[pcre-dev] [Bug 976] New: pcre_exec after pcre_study work in…

Top Page
Delete this message
Author: Max Lukashenya
Date:  
To: pcre-dev
Subject: [pcre-dev] [Bug 976] New: pcre_exec after pcre_study work incorrectly.
------- You are receiving this mail because: -------
You are on the CC list for the bug.

http://bugs.exim.org/show_bug.cgi?id=976
           Summary: pcre_exec after pcre_study work incorrectly.
           Product: PCRE
           Version: N/A
          Platform: Other
        OS/Version: Windows
            Status: NEW
          Severity: bug
          Priority: medium
         Component: Code
        AssignedTo: ph10@???
        ReportedBy: pretender@???
                CC: pcre-dev@???



With 17 UTF-8 letters of Cyrillic block pcre_exec after pcre_study works
incorrectly if options PCRE_UTF8 and PCRE_CASELESS are used. Simple code
exapmle to demonstrate this problem:

#include <pcre.h>
#include <iostream>

int pcre_test(const char* pattern, const char* str, bool study)
{
       const char* err = NULL;
       int num = 0;
       const int options = PCRE_UTF8 | PCRE_CASELESS;


       pcre* regexp = pcre_compile(pattern, options, &err, &num, NULL);
       pcre_extra* extra = study ? pcre_study(regexp, 0, &err) : NULL;


       int vec[256] = {0};
       const int res = pcre_exec(regexp, extra, str, 2, 0, 0, vec,
sizeof(vec)/sizeof(int));


       pcre_free(regexp);
       pcre_free(extra);


       return res;
}


int main()

• _LISTED RECORDS_:
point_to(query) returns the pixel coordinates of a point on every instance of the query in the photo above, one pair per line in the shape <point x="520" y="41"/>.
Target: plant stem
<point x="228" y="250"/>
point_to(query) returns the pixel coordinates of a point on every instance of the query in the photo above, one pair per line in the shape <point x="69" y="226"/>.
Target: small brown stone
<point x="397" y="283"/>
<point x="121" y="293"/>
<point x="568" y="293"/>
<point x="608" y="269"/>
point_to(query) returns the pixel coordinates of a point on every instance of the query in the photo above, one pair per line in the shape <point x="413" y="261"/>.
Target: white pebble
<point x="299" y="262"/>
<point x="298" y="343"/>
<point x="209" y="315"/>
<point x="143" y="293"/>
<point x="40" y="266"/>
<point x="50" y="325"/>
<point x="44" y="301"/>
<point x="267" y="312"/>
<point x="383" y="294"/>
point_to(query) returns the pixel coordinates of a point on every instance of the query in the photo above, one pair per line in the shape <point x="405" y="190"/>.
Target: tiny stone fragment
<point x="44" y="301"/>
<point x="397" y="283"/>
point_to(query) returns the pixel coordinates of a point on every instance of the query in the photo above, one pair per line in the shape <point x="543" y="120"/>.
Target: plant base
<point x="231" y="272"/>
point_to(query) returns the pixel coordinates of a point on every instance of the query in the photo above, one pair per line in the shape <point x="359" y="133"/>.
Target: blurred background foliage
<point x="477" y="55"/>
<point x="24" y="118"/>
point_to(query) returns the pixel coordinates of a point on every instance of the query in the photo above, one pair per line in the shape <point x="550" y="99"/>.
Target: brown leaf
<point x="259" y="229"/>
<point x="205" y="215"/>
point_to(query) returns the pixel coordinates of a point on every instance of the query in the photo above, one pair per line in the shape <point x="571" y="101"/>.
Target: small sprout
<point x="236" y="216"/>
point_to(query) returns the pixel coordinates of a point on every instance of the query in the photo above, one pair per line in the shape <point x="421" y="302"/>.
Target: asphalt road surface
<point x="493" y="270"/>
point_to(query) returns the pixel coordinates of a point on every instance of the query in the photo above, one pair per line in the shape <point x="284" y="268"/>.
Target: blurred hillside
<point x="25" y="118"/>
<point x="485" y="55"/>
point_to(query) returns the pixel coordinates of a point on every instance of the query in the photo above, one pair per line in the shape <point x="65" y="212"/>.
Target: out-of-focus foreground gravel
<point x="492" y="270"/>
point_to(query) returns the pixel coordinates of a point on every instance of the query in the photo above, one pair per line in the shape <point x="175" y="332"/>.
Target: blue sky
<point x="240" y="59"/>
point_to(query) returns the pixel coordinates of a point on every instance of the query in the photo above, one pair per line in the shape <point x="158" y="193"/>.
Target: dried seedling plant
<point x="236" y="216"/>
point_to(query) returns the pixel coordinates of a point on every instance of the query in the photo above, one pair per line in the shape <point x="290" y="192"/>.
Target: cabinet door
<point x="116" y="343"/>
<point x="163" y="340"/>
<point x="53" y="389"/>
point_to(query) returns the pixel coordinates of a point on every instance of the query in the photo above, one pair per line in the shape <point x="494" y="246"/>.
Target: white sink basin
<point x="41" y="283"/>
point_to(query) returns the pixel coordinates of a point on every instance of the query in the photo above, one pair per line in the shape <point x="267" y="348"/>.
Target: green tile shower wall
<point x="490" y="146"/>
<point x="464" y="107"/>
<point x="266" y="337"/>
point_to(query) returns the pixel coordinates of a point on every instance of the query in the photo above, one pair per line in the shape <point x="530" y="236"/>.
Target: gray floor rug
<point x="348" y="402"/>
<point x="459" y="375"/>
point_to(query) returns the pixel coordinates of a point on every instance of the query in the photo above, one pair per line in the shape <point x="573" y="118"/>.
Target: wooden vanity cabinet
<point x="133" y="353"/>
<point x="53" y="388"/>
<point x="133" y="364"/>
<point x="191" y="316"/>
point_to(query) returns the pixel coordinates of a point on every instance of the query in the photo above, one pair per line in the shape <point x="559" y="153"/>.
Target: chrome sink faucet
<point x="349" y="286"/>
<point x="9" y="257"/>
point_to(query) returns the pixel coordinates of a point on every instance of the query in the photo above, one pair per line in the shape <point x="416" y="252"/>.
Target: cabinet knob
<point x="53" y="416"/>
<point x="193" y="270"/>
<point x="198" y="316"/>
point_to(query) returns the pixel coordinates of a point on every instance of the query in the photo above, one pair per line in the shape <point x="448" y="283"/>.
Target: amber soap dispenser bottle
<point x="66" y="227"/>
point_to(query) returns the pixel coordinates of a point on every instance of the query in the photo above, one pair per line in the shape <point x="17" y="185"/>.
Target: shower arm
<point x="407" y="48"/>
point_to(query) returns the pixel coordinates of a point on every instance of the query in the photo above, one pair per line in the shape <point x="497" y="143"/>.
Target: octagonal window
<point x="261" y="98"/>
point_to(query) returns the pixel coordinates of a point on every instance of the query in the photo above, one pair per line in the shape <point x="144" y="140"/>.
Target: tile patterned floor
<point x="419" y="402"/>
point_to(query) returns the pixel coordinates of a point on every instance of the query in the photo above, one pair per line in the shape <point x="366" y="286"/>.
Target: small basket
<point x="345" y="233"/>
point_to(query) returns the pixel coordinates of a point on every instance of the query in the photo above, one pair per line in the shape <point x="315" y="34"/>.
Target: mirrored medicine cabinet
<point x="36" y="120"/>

• _YOUR INSTRUCTIONS_:
Please say whether each statement agrees with the bug report, answering yes or no and quoting the words of the report that decide it.
1. The report gives Windows as the operating system.
2. The problem appears when the options PCRE_UTF8 and PCRE_MULTILINE are used.
3. The bug has high priority.
The material has nothing to do with the bug report.

• _CORRECT RESULT_:
1. Yes: "OS/Version: Windows"
2. No: "if options PCRE_UTF8 and PCRE_CASELESS are used"
3. No: "Priority: medium"